Exercise requirements
In the records below, find the line containing "Task: identify the rhinoceros ear"; copy exactly that line and all lines after it to the end, and nothing else.

-------- Provided entries --------

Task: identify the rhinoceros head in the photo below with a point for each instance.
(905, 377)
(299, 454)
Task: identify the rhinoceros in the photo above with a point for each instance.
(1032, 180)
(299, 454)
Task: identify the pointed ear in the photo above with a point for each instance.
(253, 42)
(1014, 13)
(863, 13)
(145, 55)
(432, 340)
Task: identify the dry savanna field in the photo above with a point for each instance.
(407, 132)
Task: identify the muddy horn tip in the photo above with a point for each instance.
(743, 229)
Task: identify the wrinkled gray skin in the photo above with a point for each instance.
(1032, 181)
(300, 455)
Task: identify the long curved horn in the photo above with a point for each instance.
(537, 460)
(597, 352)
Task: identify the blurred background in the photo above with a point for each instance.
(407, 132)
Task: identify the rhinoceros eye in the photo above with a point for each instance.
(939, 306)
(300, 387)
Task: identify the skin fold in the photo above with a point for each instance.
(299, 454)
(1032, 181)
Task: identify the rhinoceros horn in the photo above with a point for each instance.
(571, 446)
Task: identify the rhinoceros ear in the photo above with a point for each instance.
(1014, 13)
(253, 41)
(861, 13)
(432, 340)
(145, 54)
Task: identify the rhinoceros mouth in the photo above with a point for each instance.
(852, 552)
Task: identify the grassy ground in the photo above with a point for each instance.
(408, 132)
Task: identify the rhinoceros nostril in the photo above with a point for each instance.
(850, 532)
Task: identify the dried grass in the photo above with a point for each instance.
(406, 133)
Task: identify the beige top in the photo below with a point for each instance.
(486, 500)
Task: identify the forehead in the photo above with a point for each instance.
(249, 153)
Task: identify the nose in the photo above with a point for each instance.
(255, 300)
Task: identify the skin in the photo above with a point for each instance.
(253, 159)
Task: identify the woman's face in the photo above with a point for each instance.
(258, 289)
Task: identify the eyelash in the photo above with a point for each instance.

--------

Task answer
Task: identify the rhinoceros ear in the photo above with a point for each instance.
(1014, 13)
(253, 41)
(861, 13)
(432, 340)
(145, 54)
Task: identify the rhinoceros mouth in the photo above with a point for each instance.
(852, 552)
Task: identify the grassy ground in the photo above with a point for each instance.
(408, 132)
Task: identify the rhinoceros nostril in the photo above with a point for each instance.
(850, 532)
Task: identify the dried grass in the photo above with a point for each instance.
(406, 133)
Task: identify the beige top in the photo below with a point for each instance.
(486, 500)
Task: identify the forehead in the photo above with a point for each instance.
(249, 153)
Task: identify the nose in the photo above with a point for each instance.
(255, 300)
Task: identify the skin in the photo above with a point for each instance.
(253, 159)
Task: identify the woman's face in the photo above with a point for each instance.
(258, 289)
Task: identify the eyelash in the photo above with a point for each instance.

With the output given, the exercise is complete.